*EXERCISE GOAL:* Extract every line of the records below without changing a character, and leave the pictures out of your answer.

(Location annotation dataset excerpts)
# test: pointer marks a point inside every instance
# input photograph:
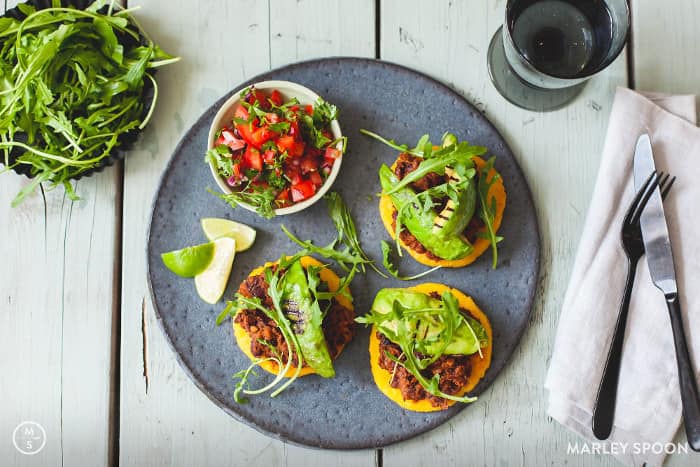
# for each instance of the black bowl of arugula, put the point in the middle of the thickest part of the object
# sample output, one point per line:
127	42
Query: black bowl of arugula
77	87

*IN RESPONSE:*
# test: pointer marks a point inside every instance
# input photograph:
# for each instance of the black bowl of arugula, put the point in the middle of the thickest part of the object
# sample output, one point per line:
127	42
Query: black bowl of arugula
77	87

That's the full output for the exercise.